■ INSTRUCTIONS TO FOLLOW
Give the lines from the one containing "Please tag the carved" through the one containing "Target: carved stone molding" as a JSON list of strings, with one string per line and blank lines omitted.

■ SUPPLIED MATERIAL
----------------
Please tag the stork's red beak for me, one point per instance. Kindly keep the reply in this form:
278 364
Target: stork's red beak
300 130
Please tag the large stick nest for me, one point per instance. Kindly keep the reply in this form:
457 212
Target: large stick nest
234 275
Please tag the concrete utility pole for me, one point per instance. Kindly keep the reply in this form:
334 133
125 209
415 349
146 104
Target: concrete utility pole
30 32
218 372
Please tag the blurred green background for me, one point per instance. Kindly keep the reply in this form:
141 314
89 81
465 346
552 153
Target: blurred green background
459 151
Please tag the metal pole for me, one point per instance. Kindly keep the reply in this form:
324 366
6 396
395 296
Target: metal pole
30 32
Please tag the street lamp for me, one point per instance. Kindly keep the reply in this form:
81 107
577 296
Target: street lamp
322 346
----------------
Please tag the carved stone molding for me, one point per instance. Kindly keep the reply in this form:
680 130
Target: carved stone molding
----------------
■ SOLUTION FOR THIS PROBLEM
[
  "Please tag the carved stone molding for me, one point per instance. Kindly keep the reply in this form:",
  "680 130",
  "Target: carved stone molding"
]